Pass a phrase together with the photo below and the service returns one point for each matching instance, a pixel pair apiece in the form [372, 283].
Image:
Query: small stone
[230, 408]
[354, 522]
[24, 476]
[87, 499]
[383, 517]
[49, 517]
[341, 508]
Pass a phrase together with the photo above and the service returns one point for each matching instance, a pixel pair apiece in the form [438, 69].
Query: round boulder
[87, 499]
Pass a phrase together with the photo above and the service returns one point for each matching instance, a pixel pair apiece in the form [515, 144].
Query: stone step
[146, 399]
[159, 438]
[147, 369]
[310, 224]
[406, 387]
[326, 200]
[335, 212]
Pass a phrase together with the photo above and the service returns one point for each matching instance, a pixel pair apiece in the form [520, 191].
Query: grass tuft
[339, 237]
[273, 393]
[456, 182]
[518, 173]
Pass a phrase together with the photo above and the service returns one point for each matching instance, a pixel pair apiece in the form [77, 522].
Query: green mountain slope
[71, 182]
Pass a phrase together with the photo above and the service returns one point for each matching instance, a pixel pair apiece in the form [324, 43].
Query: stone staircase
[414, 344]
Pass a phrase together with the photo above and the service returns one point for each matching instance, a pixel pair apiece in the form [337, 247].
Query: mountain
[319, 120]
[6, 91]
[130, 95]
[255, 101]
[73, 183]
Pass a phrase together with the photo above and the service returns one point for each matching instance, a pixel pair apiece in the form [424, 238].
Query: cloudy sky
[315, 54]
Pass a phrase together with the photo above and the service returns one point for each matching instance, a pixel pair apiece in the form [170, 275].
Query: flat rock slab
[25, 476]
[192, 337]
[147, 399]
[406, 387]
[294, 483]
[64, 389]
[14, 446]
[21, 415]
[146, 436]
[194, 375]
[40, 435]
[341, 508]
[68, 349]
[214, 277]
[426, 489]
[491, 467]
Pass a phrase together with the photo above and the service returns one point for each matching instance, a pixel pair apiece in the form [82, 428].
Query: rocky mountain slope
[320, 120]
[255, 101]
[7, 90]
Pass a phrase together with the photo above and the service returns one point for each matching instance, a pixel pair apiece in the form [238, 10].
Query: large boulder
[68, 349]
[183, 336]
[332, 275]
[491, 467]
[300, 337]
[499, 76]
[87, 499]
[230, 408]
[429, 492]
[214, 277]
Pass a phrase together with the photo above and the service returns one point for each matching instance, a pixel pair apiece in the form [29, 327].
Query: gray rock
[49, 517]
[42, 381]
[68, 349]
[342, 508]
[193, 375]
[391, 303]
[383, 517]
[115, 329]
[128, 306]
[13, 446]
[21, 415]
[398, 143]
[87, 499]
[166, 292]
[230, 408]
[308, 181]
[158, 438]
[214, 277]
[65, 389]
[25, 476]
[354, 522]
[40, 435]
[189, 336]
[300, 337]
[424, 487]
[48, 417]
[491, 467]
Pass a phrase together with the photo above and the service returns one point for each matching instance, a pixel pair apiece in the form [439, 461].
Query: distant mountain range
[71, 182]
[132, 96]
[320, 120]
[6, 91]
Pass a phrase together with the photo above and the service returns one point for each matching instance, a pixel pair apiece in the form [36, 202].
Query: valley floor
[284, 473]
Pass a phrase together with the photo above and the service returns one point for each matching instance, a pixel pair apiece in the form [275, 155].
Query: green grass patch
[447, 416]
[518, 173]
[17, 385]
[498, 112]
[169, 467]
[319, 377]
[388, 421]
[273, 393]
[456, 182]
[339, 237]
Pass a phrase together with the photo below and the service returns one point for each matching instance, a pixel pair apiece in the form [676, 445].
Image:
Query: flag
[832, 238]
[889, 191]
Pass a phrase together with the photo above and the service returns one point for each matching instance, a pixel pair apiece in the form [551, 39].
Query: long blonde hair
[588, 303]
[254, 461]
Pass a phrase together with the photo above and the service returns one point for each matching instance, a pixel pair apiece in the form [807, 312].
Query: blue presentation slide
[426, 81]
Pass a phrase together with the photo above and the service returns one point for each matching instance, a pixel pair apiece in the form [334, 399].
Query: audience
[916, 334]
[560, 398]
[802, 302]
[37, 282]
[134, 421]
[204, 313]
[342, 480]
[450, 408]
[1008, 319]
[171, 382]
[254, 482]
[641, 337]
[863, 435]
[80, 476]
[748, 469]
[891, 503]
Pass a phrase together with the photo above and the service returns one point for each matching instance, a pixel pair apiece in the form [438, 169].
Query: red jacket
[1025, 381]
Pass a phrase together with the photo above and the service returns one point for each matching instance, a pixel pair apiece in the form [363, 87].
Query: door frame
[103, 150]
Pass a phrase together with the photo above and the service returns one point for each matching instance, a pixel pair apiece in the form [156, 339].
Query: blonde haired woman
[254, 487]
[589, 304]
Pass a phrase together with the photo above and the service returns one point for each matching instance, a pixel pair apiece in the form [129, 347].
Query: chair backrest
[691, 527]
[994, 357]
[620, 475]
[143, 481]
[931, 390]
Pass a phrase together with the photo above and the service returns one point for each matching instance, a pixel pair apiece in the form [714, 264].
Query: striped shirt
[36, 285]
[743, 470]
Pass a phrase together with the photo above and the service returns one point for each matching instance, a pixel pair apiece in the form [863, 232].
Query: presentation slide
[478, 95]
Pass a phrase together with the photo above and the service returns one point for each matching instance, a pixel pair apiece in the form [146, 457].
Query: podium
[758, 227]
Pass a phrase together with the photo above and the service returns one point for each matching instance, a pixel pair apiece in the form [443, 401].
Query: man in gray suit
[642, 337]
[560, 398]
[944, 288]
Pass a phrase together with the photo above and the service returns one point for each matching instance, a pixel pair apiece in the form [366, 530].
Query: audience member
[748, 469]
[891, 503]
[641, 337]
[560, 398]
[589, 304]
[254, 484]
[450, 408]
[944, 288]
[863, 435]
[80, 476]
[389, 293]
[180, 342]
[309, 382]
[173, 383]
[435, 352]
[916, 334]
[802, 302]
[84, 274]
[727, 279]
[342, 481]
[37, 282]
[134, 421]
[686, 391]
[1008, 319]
★ ★ ★ ★ ★
■ **GOAL**
Using the listing above, please repeat every entry exactly.

■ **EXERCISE RESULT**
Pass a phrase together with the photo below and the service returns one point for each matching instance, a pixel pair apiece in the form [372, 283].
Image:
Query: small stone
[230, 408]
[354, 522]
[24, 476]
[87, 499]
[383, 517]
[49, 517]
[341, 508]
Pass a phrase together with the photo above and the service returns one point for each matching instance, a pixel pair apiece in the form [438, 69].
Query: round boulder
[87, 499]
Pass a phrase together with the photo above and the service returns one point for each matching instance, a pixel pair apiece in the form [515, 144].
Query: stone step
[146, 399]
[159, 438]
[147, 369]
[310, 224]
[406, 387]
[326, 200]
[335, 212]
Pass a phrase together with the photo above and the service returns one point for each matching instance, a pixel pair apiece in the form [520, 191].
Query: grass tuft
[339, 237]
[273, 393]
[456, 182]
[518, 173]
Pass a phrase together with the photo above and the service returns one point for each matching instance, a pixel pair apiece in the form [77, 522].
Query: green mountain slope
[71, 182]
Pass a phrase together with the photo above and the service returns one point for each matching instance, a pixel pair apiece in the form [324, 43].
Query: stone staircase
[414, 344]
Pass a phrase together with the photo above and the service returns one point for each matching instance, a pixel pair apiece in the form [337, 247].
Query: mountain
[319, 120]
[6, 91]
[130, 95]
[255, 101]
[73, 183]
Pass a phrase together with the photo above and the service returns one point for each matching instance, a pixel pair apiece in the form [424, 238].
Query: cloudy sky
[315, 54]
Pass a phrase together with the photo above and the service returns one point for each matching instance, a pixel pair apiece in the form [170, 275].
Query: flat rock slab
[25, 476]
[192, 337]
[147, 399]
[406, 387]
[294, 483]
[64, 389]
[14, 446]
[21, 415]
[146, 436]
[194, 375]
[40, 435]
[341, 508]
[68, 349]
[214, 277]
[426, 489]
[491, 467]
Pass a phrase together with the photo above and the service returns one point for each matching instance, a pixel pair apiece in the form [82, 428].
Query: rocky mountain slope
[320, 120]
[255, 101]
[7, 90]
Pass a phrase together with the photo above and the service returns one point for each matching instance, a pixel pair apiece in the form [238, 10].
Query: large boulder
[68, 349]
[183, 336]
[332, 275]
[491, 467]
[300, 337]
[499, 76]
[87, 499]
[230, 408]
[429, 492]
[214, 277]
Pass a phrase together with the photo above and the service returns one point for each matching instance, a pixel pair apiece in the form [29, 327].
Query: gray rock
[49, 517]
[42, 381]
[68, 349]
[342, 508]
[193, 375]
[391, 303]
[383, 517]
[115, 329]
[128, 306]
[13, 446]
[21, 415]
[398, 143]
[87, 499]
[166, 292]
[230, 408]
[308, 181]
[158, 438]
[214, 277]
[65, 389]
[25, 476]
[354, 522]
[40, 435]
[189, 336]
[300, 337]
[424, 487]
[48, 417]
[491, 467]
Pass a phrase together with the photo above and the service returns one point for each matching instance, a pixel pair apiece in the form [439, 461].
Query: distant mountain range
[71, 182]
[132, 96]
[320, 120]
[6, 91]
Pass a phrase together with the photo above and the service returns one point for each matching instance, a pixel pair apiece in the form [36, 202].
Query: valley floor
[284, 473]
Pass a phrase together with the photo above and the service returns one point for each matching instance, a pixel pair apiece in the form [275, 155].
Query: green grass patch
[447, 416]
[518, 173]
[17, 385]
[498, 112]
[169, 467]
[319, 377]
[388, 421]
[273, 393]
[456, 182]
[339, 237]
Pass a phrase together with the photo below and the service returns one point for each matching instance, a pixel pair apiece in the form [676, 445].
Image:
Query: flag
[832, 238]
[889, 191]
Pass a phrase together with the photo above and the service returns one point for each matching instance, a pixel pair apiece in the form [551, 39].
Query: long blonde hair
[588, 303]
[254, 461]
Pass a phrase together with the photo above and the service returns one point for each matching instance, a pixel pair apiece in the form [807, 312].
Query: blue presentation slide
[426, 81]
Pass a phrase together with the photo above and the service returns one point for each matching instance, a pixel pair apiece in the form [334, 399].
Query: audience
[916, 334]
[560, 398]
[802, 302]
[37, 282]
[134, 421]
[204, 313]
[342, 480]
[450, 408]
[1008, 319]
[171, 382]
[254, 482]
[641, 337]
[863, 435]
[80, 476]
[748, 469]
[891, 503]
Pass a phrase together with the photo above and the service returns one point for each matching instance, a pixel pair apiece in the form [438, 169].
Query: red jacket
[1025, 381]
Pass a phrase together with the photo above and the service returns one point for each matching instance, a pixel pair apiece in the form [363, 87].
Query: door frame
[103, 150]
Pass a phrase together with the photo above and the service returns one point for each matching instance, a pixel pair apiece in the form [156, 339].
Query: blonde haired woman
[254, 487]
[589, 304]
Pass a phrase together with the photo above and the service returns one point for each matching instance, a pixel pair apiece in the form [129, 347].
Query: chair backrest
[691, 527]
[994, 357]
[620, 475]
[143, 481]
[931, 390]
Pass a phrase together with the photo above and the service returns one point for each matching instance, a pixel pair apiece in the form [714, 264].
Query: striped shirt
[36, 285]
[743, 470]
Pass a phrase together with the photo above and the service returns one point for each matching instance, a pixel pair apiece in the form [863, 232].
Query: presentation slide
[478, 95]
Pass a phrase together with the photo above and the service returns one point for each matching instance, a pixel pair apiece in the form [146, 457].
Query: podium
[758, 227]
Pass a phrase together with the photo above and the service returns one point for each matching instance, a pixel pair apiece in the form [443, 401].
Query: man in gray suit
[642, 337]
[560, 398]
[944, 288]
Pass a phrase together with the photo above and the service returns one point for each matching instance, a pixel pair apiece in the form [366, 530].
Query: audience member
[748, 469]
[891, 503]
[641, 337]
[560, 398]
[589, 304]
[254, 484]
[450, 408]
[944, 288]
[863, 435]
[80, 476]
[389, 293]
[180, 342]
[309, 382]
[173, 383]
[435, 352]
[916, 334]
[802, 302]
[84, 274]
[727, 279]
[342, 481]
[37, 282]
[134, 421]
[686, 391]
[1008, 319]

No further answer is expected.